==== Page text ====

Friday, October 24, 2014

Merging blogs...

In an effort to streamline things, I'm moving Amphitheatrum ad Infinitum over to Nescio Quid. You can find all the Amphitheatrum posts there now. I'll leave this active for a few weeks before deleting it.

Friday, October 12, 2012

Res Gestae 22: Augustus' Gladiatorial Shows

My upper level Latin students have been working through Augustus' Res Gestae (RG) and Suetonius Divus Augustus this fall. We've finished with the RG and started in on Suetonius with a quick read through his Divus Iulius in English translation. The development of gladiatorial spectacles from Julius Caesar to Augustus is quite important in the transformation of such spectacles from funerary displays to public entertainments. In 65 B.C.E. Caesar staged extravagant gladiatorial combats in honor of his father, who had died in 85 B.C.E.. Suetonius (Div. Iul. 10) reports that Caesar had brought so many gladiators to Rome causing his enemies to fear for their safety that a limit was imposed on the number of gladiators that could be used in a spectacle. Augustus himself imposed further limitations on the number of gladiators, but we see that he must have made exceptions to these limits when staging spectacles himself or on behalf of his heirs. Although limitations were being placed on the number of gladiators, the first permanent amphitheater was constructed in 29 B.C.E. by Statilius Taurus, one of Augustus' most successful generals.
In RG 22 Augustus recounts the entertainments he sponsored for the people of Rome, including gladiatorial combats (munus, sing./munera pl.), Greek style athletics, chariot races, and animal hunts. Approximately 10,000 gladiators fought in eight different show, an extremely high number per show no matter how the math is worked out in light of the restrictions that had been placed on the number of gladiators. Presumably Augustus staged at least some of his spectacles in the amphitheater of Statilius Taurus, but this passage suggests that there were other, temporary amphitheaters available as well. A.Cooley (Res Gestae Divi Augusti (2009) 203) identifies four of the five gladiatorial spectacles as follows:
  • 16 B.C.E. as part of the rededication of the Temple of Quirinus.
  • 12 B.C.E. as part of the Quinquatria, a festival in honor of the goddess Minerva, in the name of his grandsons Gaius and Lucius.
  • 7 B.C.E. in memory of Agrippa, possibly in the name of Gaius and Lucius.
  • 6 C.E. in memory of Drusus the Elder in the name of his grandsons Germanicus and Claudius.

====

◆ **What this task involves**
In the blog post, who built the first permanent amphitheater, and in what year?

==== Data supplied ====

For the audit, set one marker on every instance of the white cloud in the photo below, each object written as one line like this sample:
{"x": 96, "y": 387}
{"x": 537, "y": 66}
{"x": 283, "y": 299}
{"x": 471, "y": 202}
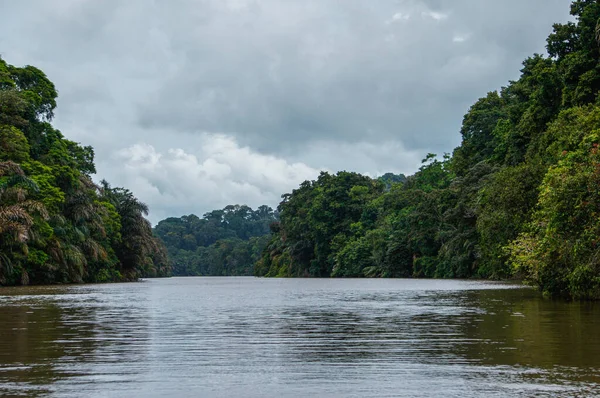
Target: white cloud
{"x": 438, "y": 16}
{"x": 215, "y": 173}
{"x": 460, "y": 38}
{"x": 368, "y": 86}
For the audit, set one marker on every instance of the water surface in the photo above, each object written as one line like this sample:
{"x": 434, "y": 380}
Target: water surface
{"x": 234, "y": 337}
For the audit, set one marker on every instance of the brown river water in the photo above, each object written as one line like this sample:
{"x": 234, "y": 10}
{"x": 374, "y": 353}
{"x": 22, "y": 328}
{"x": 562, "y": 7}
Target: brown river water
{"x": 249, "y": 337}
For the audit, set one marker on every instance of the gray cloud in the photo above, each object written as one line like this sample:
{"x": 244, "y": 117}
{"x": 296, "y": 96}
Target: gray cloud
{"x": 369, "y": 86}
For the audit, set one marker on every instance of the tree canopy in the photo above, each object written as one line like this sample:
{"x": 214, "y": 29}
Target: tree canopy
{"x": 56, "y": 224}
{"x": 520, "y": 197}
{"x": 221, "y": 243}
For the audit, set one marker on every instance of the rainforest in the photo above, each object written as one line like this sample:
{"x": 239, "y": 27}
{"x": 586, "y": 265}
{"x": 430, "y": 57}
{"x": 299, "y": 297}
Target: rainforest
{"x": 518, "y": 199}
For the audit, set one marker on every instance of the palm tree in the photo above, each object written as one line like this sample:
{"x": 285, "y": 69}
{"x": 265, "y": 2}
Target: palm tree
{"x": 16, "y": 215}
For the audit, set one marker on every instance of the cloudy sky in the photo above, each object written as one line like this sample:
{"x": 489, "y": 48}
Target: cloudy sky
{"x": 196, "y": 104}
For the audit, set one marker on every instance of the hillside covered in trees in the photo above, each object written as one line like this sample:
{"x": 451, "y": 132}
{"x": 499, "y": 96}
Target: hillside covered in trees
{"x": 520, "y": 197}
{"x": 223, "y": 242}
{"x": 56, "y": 224}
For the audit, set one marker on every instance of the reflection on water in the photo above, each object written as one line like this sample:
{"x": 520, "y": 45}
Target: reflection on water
{"x": 295, "y": 337}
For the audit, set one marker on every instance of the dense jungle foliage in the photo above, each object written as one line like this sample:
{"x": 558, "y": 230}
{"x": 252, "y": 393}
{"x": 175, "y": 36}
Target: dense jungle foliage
{"x": 56, "y": 224}
{"x": 520, "y": 197}
{"x": 223, "y": 242}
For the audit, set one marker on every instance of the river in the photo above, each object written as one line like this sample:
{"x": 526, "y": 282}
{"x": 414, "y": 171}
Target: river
{"x": 249, "y": 337}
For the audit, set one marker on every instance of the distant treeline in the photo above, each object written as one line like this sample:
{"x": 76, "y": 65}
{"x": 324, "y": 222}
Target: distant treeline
{"x": 222, "y": 243}
{"x": 520, "y": 197}
{"x": 56, "y": 225}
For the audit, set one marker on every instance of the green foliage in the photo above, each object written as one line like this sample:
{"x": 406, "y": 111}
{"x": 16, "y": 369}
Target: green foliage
{"x": 223, "y": 242}
{"x": 56, "y": 225}
{"x": 519, "y": 197}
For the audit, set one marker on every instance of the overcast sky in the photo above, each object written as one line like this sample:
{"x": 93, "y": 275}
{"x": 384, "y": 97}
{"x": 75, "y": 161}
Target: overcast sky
{"x": 196, "y": 104}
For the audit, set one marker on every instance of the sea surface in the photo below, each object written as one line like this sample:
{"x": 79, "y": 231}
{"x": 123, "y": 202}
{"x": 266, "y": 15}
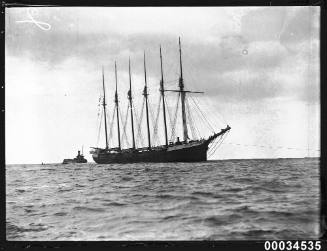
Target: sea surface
{"x": 214, "y": 200}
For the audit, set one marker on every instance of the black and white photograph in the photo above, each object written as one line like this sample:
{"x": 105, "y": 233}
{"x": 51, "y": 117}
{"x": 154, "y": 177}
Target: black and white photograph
{"x": 162, "y": 123}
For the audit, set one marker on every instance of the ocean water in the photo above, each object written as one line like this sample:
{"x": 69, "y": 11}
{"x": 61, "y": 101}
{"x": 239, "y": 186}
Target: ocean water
{"x": 214, "y": 200}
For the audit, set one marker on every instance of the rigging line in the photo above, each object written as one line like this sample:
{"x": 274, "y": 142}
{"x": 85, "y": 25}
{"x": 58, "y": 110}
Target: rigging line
{"x": 217, "y": 116}
{"x": 190, "y": 119}
{"x": 169, "y": 115}
{"x": 98, "y": 138}
{"x": 201, "y": 122}
{"x": 112, "y": 124}
{"x": 276, "y": 147}
{"x": 175, "y": 119}
{"x": 222, "y": 140}
{"x": 200, "y": 119}
{"x": 153, "y": 123}
{"x": 155, "y": 128}
{"x": 139, "y": 125}
{"x": 203, "y": 115}
{"x": 136, "y": 121}
{"x": 124, "y": 123}
{"x": 196, "y": 130}
{"x": 216, "y": 144}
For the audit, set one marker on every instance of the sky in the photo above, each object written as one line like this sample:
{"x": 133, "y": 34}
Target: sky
{"x": 257, "y": 66}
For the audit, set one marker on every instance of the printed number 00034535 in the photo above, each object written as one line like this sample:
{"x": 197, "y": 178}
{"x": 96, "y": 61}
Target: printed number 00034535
{"x": 292, "y": 245}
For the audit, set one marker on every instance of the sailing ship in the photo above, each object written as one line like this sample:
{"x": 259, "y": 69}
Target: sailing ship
{"x": 187, "y": 150}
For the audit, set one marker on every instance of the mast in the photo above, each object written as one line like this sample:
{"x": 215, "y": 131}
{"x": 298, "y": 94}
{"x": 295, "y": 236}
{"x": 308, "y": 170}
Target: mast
{"x": 104, "y": 108}
{"x": 117, "y": 108}
{"x": 162, "y": 90}
{"x": 130, "y": 100}
{"x": 183, "y": 93}
{"x": 145, "y": 94}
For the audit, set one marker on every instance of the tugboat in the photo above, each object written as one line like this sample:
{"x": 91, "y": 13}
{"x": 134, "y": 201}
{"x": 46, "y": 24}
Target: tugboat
{"x": 78, "y": 159}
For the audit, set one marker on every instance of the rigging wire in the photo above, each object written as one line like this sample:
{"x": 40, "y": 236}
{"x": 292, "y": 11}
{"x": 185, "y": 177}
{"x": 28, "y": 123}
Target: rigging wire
{"x": 217, "y": 146}
{"x": 112, "y": 124}
{"x": 139, "y": 137}
{"x": 190, "y": 119}
{"x": 204, "y": 117}
{"x": 124, "y": 123}
{"x": 98, "y": 138}
{"x": 155, "y": 128}
{"x": 173, "y": 133}
{"x": 153, "y": 122}
{"x": 169, "y": 115}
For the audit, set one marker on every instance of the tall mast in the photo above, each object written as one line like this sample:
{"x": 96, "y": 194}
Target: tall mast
{"x": 145, "y": 94}
{"x": 104, "y": 108}
{"x": 183, "y": 93}
{"x": 130, "y": 100}
{"x": 117, "y": 108}
{"x": 162, "y": 90}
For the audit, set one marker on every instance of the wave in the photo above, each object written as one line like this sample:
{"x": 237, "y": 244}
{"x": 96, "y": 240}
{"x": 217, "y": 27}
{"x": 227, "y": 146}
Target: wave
{"x": 89, "y": 209}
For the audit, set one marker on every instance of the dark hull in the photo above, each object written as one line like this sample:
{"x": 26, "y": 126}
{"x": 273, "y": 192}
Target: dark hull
{"x": 186, "y": 153}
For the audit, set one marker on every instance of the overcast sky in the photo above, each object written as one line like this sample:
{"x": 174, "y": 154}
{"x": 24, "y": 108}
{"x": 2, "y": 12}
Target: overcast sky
{"x": 258, "y": 66}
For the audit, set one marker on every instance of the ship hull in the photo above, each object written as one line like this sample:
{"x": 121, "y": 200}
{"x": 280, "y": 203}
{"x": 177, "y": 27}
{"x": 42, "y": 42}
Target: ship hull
{"x": 178, "y": 153}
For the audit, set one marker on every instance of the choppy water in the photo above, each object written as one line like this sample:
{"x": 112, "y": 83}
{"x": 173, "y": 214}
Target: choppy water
{"x": 214, "y": 200}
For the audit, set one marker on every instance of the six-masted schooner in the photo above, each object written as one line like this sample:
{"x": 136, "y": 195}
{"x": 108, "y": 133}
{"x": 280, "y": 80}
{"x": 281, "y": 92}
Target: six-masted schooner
{"x": 178, "y": 151}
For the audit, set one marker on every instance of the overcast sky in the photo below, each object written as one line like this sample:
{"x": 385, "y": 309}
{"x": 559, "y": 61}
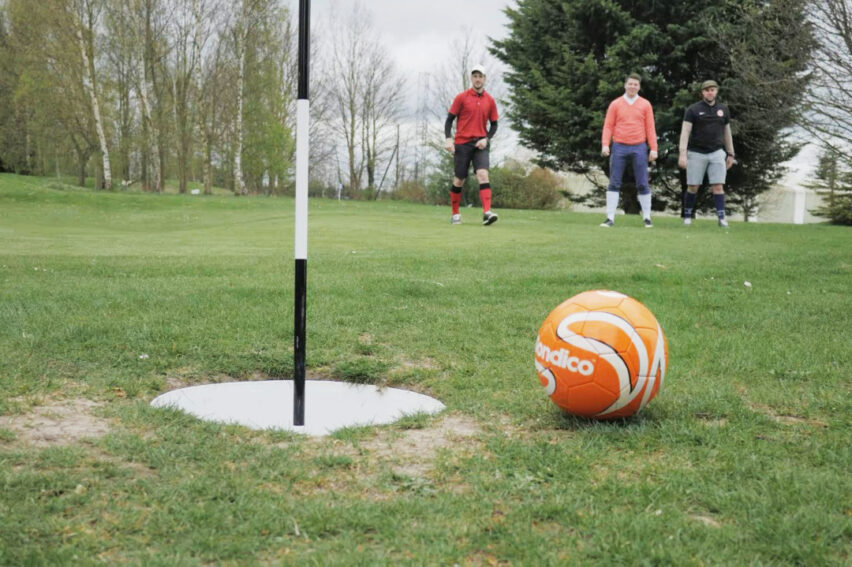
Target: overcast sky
{"x": 418, "y": 33}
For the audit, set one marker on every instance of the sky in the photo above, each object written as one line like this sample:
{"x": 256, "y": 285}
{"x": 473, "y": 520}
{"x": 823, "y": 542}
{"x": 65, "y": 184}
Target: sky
{"x": 419, "y": 32}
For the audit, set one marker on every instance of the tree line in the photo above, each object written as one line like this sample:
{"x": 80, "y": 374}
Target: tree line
{"x": 139, "y": 91}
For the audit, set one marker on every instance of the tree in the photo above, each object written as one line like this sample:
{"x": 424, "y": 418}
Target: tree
{"x": 828, "y": 115}
{"x": 568, "y": 59}
{"x": 83, "y": 15}
{"x": 364, "y": 87}
{"x": 833, "y": 180}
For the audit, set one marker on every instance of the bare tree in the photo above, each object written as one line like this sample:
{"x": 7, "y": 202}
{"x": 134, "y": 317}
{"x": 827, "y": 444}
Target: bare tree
{"x": 364, "y": 89}
{"x": 829, "y": 110}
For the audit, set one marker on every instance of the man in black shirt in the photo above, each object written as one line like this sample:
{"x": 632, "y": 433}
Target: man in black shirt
{"x": 706, "y": 147}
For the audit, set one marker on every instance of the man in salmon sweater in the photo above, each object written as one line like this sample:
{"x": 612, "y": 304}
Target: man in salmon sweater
{"x": 629, "y": 125}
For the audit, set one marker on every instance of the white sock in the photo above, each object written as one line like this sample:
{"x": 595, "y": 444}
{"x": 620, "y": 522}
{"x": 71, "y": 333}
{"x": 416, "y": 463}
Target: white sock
{"x": 611, "y": 204}
{"x": 645, "y": 204}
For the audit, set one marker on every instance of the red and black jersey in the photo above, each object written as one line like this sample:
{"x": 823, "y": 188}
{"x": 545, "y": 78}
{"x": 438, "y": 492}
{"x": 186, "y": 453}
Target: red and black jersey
{"x": 474, "y": 111}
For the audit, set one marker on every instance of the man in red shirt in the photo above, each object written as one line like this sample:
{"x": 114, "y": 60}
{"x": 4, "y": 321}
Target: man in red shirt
{"x": 629, "y": 124}
{"x": 474, "y": 109}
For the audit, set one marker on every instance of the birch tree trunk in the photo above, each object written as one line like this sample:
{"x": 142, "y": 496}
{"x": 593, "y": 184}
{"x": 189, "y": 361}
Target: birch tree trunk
{"x": 89, "y": 84}
{"x": 239, "y": 183}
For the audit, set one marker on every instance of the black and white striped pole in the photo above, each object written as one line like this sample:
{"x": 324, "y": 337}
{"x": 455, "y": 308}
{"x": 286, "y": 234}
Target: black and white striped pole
{"x": 301, "y": 224}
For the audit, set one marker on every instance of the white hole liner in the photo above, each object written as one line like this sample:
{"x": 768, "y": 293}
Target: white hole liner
{"x": 268, "y": 404}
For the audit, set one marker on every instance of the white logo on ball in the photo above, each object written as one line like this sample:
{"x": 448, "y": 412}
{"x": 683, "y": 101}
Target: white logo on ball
{"x": 562, "y": 359}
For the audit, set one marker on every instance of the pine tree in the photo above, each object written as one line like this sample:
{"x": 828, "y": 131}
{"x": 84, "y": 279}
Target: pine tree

====

◆ **Exercise output**
Statilius Taurus, in 29 B.C.E.